▶ _Assigned task_:
Among the entries, which lines carry the string "instance"? Copy each of them.

▶ _Source material_:
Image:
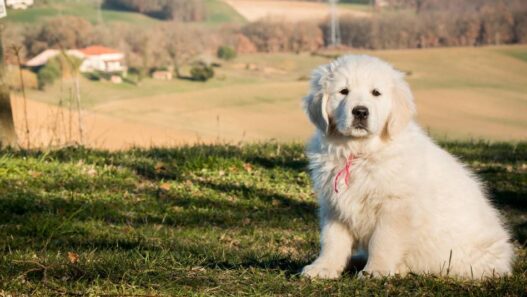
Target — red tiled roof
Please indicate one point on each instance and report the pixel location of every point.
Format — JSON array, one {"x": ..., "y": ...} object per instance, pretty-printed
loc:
[{"x": 98, "y": 50}]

▶ _Result below_:
Please indicate one point on each instance and report the pixel location of every point.
Format — JSON array, one {"x": ..., "y": ...} object per instance, pretty-printed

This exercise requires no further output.